**Esercizio proposto 1**
Elenca i motivi per cui, secondo l'estratto, una piccola parte degli israeliani si rifiuta di servire nell'esercito di occupazione.

**Estratto fonte**
########
La fantasia di umanizzare i soldati israeliani

In netto contrasto con i soldati che si vantano delle loro battaglie contro avversari indifesi, c’è una piccola scheggia di israeliani che si rifiutano di servire nell’esercito di occupazione per motivi di coscienza, principi morali e valori umani.

Fonte: english version

Raseef22 – 6 giugno 2021

I crimini dell’esercito di occupazione israeliano che hanno accompagnato il recente bombardamento della Striscia di Gaza hanno ancora una volta svelato il vero volto di Israele. Il suo odioso attacco ai civili, così come l’uccisione e l’intimidazione dei bambini hanno contribuito in modo significativo a mobilitare l’opinione pubblica ad avere un atteggiamento più solidale nei confronti dei palestinesi e della loro causa.

Nel tentativo di arginare la situazione prima che sfugga troppo di mano, gli account affiliati alla macchina da guerra israeliana stanno conducendo una “guerra morbida” sui social media, nel tentativo di riabilitare l’immagine dell’esercito di occupazione e “umanizzare” i suoi soldati. Stanno anche cercando di rappresentare i militari come persone “buone” che amano, si divertono e svolgono attività ludiche per coprire le loro atrocità nei confronti del popolo palestinese.

Questa battaglia non è una novità per gli israeliani, ma forse non è mai stata così intensa.

Un’estetica che maschera l’orrore del colonialismo

Alcuni giorni fa, il sito palestinese “Metras” ha parlato della presenza di soldati di occupazione israeliani sui social media, iniziando con le reclute israeliane che mostrano il loro fascino tramite Instagram in un modello “estetico” distorto che maschera l’assoluto orrore e barbarie della macchina coloniale”. Ha mostrato anche post che ostentano la partecipazione dei soldati di occupazione alle operazioni militari nelle città palestinesi, oltre al vanto di resoconti appartenenti all’esercito di occupazione sulle azioni “benefiche” e sul lato umano dei suoi soldati, come il sostegno ai malati di cancro.

“Metras” vede che tutto ciò che viene pubblicato da questi resoconti, la maggior parte dei quali sono ufficiali e/o finanziati nel tentativo di “umanizzare” i soldati dell’occupazione, è “un invito aperto al reclutamento rivolto ai ‘sostenitori dell’esercito’ stranieri,  e preannuncia la prossima avventura che il servizio militare compirà” attraverso la promozione, perché alcune reclute preferiscono trascorrere la loro luna di miele “in prima linea” piuttosto che viaggiando o soggiornando in villaggi vacanza.
########
**Esercizio proposto 2**
Per favore, modifica le voci dall'inizio fino alla riga che contiene "(309, 208), (326, 229)", inclusa, sostituendo "Sample" con "Example" e lasciando invariato tutto il resto.
########
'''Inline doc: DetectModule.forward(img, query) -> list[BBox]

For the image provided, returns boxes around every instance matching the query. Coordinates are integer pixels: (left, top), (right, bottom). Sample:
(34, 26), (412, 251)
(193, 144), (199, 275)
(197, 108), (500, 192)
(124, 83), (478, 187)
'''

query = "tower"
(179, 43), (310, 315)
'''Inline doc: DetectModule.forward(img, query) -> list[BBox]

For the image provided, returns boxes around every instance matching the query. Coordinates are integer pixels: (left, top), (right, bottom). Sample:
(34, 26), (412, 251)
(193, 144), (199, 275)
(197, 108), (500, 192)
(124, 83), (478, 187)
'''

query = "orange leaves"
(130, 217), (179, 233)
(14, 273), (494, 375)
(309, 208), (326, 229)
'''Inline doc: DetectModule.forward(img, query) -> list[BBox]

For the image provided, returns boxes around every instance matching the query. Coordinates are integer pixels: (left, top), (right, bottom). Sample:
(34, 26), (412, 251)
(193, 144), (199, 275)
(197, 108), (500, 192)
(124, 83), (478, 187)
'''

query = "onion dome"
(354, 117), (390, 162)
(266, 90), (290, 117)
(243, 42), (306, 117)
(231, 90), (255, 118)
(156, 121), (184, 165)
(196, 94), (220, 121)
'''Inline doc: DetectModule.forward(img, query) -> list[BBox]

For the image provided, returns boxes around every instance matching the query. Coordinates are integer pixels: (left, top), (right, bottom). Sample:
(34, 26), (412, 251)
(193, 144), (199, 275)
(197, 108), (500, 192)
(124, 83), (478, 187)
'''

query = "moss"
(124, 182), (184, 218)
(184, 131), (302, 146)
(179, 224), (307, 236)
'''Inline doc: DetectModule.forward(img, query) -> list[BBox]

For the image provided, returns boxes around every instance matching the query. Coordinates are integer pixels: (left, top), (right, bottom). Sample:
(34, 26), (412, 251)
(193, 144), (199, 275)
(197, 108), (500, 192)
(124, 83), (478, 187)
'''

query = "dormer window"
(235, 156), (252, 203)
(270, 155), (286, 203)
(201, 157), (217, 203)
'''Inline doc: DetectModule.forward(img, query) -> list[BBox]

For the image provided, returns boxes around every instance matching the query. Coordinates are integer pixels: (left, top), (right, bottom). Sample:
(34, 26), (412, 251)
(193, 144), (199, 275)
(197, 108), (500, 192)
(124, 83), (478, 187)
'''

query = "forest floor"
########
**Risultato esercizio 1**
- motivi di coscienza
- principi morali
- valori umani

**Risultato esercizio 2**
'''Inline doc: DetectModule.forward(img, query) -> list[BBox]

For the image provided, returns boxes around every instance matching the query. Coordinates are integer pixels: (left, top), (right, bottom). Example:
(34, 26), (412, 251)
(193, 144), (199, 275)
(197, 108), (500, 192)
(124, 83), (478, 187)
'''

query = "tower"
(179, 43), (310, 315)
'''Inline doc: DetectModule.forward(img, query) -> list[BBox]

For the image provided, returns boxes around every instance matching the query. Coordinates are integer pixels: (left, top), (right, bottom). Example:
(34, 26), (412, 251)
(193, 144), (199, 275)
(197, 108), (500, 192)
(124, 83), (478, 187)
'''

query = "orange leaves"
(130, 217), (179, 233)
(14, 273), (494, 375)
(309, 208), (326, 229)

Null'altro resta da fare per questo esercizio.